TASK TO COMPLETE
Show each line of the listing below that contains the word "dirt". Letter case counts.

A block of data
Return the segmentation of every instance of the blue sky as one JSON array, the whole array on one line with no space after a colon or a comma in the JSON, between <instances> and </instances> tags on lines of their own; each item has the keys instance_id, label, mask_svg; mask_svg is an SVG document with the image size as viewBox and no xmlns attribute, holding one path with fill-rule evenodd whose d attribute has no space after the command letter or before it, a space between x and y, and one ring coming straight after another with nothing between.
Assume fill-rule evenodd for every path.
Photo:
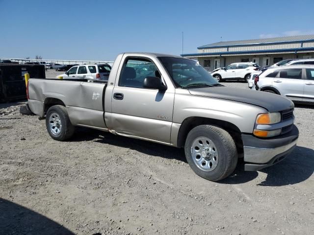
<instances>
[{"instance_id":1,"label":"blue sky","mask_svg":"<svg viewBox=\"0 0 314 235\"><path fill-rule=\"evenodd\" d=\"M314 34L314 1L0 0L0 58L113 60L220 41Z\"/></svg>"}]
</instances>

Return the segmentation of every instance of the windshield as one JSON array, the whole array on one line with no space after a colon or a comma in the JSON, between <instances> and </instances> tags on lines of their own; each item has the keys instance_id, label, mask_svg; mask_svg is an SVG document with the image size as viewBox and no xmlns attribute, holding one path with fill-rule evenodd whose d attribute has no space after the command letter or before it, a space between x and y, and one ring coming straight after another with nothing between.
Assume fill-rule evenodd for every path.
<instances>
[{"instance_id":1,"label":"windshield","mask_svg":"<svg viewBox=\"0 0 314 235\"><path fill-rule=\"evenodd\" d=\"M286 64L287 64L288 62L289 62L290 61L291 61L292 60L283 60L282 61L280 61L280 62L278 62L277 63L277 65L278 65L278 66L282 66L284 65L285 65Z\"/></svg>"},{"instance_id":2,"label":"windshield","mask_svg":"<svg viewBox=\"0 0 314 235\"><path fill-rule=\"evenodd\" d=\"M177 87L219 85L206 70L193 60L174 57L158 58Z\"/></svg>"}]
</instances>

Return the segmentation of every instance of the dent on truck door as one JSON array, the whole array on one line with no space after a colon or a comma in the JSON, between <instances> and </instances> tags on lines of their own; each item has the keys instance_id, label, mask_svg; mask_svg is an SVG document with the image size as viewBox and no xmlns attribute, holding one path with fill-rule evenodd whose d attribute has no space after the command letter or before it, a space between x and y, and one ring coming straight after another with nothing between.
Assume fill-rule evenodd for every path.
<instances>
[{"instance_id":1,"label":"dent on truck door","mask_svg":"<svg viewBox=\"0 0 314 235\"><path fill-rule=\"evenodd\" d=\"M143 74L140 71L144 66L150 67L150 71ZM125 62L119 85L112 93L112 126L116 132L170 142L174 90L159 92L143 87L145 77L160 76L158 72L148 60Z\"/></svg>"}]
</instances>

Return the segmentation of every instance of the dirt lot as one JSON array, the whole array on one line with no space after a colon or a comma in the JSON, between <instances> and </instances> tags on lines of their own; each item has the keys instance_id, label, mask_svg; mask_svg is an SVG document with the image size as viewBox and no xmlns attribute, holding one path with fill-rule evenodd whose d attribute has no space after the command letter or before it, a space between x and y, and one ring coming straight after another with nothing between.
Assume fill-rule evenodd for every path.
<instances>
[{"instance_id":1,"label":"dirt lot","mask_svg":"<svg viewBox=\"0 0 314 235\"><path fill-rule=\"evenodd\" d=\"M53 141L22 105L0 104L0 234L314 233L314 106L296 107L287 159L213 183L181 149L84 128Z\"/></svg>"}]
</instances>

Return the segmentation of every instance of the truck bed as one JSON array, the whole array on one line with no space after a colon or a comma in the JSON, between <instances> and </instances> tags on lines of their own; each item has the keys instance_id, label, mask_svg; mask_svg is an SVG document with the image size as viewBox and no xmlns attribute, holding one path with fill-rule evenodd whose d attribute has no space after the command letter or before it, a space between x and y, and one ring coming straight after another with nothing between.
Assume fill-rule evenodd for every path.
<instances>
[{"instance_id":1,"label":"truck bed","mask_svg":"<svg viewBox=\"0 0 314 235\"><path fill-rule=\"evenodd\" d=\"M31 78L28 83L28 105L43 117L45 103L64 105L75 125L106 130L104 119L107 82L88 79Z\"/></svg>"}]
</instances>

RIGHT ANSWER
Return the segmentation of every instance of the dirt lot as one JSON array, the whole array on one line with no space after a colon or a comma in the JSON, between <instances> and </instances> tags on lines of their own; each item has the keys instance_id, label, mask_svg; mask_svg is an SVG document with the image size as viewBox and no xmlns attribute, holding one path with fill-rule evenodd whose d attribute has no space after the command letter or before it, a space between x and y, and one ring coming straight after another with nothing between.
[{"instance_id":1,"label":"dirt lot","mask_svg":"<svg viewBox=\"0 0 314 235\"><path fill-rule=\"evenodd\" d=\"M53 141L22 105L0 104L0 234L314 233L314 106L296 107L287 159L213 183L181 149L84 128Z\"/></svg>"}]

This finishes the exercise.